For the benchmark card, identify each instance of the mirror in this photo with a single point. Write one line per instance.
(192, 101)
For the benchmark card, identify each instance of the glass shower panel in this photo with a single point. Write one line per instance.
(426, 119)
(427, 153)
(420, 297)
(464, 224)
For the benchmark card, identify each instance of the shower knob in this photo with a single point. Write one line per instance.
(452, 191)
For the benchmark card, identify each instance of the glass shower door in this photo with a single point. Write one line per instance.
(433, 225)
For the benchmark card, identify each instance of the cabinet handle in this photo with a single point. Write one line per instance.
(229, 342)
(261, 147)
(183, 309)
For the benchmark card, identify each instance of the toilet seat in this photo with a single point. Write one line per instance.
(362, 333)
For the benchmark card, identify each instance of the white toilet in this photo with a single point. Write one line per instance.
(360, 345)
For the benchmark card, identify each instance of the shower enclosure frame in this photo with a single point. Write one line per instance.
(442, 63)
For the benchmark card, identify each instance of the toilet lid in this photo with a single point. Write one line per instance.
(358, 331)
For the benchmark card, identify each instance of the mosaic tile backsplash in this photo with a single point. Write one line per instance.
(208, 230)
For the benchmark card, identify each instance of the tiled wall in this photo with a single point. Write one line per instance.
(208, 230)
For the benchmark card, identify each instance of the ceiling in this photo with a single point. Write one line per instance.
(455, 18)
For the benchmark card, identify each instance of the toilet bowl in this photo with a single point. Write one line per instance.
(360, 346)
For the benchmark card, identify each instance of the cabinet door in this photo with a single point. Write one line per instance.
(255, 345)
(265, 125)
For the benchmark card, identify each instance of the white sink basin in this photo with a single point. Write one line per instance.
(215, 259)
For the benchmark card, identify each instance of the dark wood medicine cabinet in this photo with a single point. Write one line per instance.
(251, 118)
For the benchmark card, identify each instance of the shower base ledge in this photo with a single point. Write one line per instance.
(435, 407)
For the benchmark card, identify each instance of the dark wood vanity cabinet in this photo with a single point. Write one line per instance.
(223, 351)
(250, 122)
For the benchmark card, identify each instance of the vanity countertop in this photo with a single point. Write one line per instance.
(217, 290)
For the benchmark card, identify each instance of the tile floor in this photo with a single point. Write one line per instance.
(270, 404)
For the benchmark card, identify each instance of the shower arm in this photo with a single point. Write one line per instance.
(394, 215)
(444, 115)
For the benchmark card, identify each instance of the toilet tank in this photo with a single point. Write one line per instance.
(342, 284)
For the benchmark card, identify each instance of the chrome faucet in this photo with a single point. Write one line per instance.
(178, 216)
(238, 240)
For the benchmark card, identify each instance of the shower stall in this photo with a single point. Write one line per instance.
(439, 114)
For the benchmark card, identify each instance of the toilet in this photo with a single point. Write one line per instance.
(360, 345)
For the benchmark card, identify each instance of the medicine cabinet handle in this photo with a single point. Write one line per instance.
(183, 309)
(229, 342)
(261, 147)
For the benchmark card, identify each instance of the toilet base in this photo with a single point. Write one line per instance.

===============

WHAT TO DO: Each record must be returned exactly as it is written.

THE RESPONSE:
For the benchmark card, identify each instance of the mirror in this photo with a single point. Write one line per instance.
(192, 101)
For the benchmark card, identify each instance of the glass shower panel in this photo with a single point. Write one line per instance.
(426, 119)
(427, 153)
(420, 297)
(464, 224)
For the benchmark card, identify each instance of the shower knob in this photo with a single point. Write one line per instance.
(452, 191)
For the benchmark card, identify each instance of the glass shower door in this photo with a single point. Write one line per instance.
(433, 225)
For the benchmark card, identify each instance of the cabinet handle in this photo with a single point. Write one line per instance.
(229, 342)
(261, 147)
(183, 309)
For the benchmark card, identify each instance of the toilet seat in this photo with a single point. Write one line per instance.
(362, 333)
For the benchmark card, identify each instance of the white toilet in this photo with a single point. Write one line per instance.
(360, 345)
For the benchmark card, identify each instance of the shower enclosure frame in this photo with a single point. Write one line per instance.
(442, 63)
For the benchmark card, identify each instance of the toilet lid in this photo with a single point. Write one line per instance.
(358, 331)
For the benchmark card, identify each instance of the mosaic tile backsplash in this photo with a single point. Write one line per instance.
(208, 230)
For the benchmark card, identify each instance of the tiled wall in this photo with a single point. Write one line per instance.
(208, 230)
For the benchmark card, identify each instance of the ceiling in this photo with a single point. Write one line per instance.
(455, 18)
For the benchmark card, identify each instance of the toilet bowl in this photo with a single point. Write one line per instance.
(360, 346)
For the benchmark card, identify each instance of the cabinet door in this photo with a single point. Write one line per instance.
(255, 345)
(265, 125)
For the benchmark card, identify each instance of the white sink basin in this photo with a single point. Write one line per instance.
(215, 259)
For the benchmark card, identify each instance of the dark wood medicine cabinet in this photo with a single point. Write one line per instance.
(251, 118)
For the benchmark card, identify each instance of the shower base ledge in this photo with a single point. Write one line per instance.
(435, 407)
For the benchmark card, identify each instance of the dark wood vanity cabinet in this photo with a single point. Write one line per instance.
(223, 351)
(250, 122)
For the benchmark card, identify each instance of the vanity countertop in this photo with a single point. Write one line per instance.
(217, 290)
For the benchmark card, identify each instance of the tile floor in this photo with a single point. Write one line per instance.
(270, 404)
For the benchmark card, identify each instance of the shower arm in this photo with a single point. Write one line per instance.
(394, 215)
(444, 115)
For the benchmark card, identify each instance of the toilet tank in this photo with a single point. Write one line per instance.
(342, 284)
For the benchmark card, identify each instance of the chrome faucet in this photo with a single point. Write one line per instance.
(178, 216)
(238, 240)
For the benchmark card, identify each instance of the shower stall in this photo with a single point. Write one line per instance.
(439, 114)
For the benchmark card, identify each instance of the toilet in this photo with a single point. Write one line per instance.
(360, 345)
For the benchmark card, identify each instance of the medicine cabinet handle in this photo with a single point. Write one line per instance.
(183, 309)
(229, 342)
(261, 147)
For the benchmark card, identify each instance of the toilet base in this photo with a single point. Write one line per instance.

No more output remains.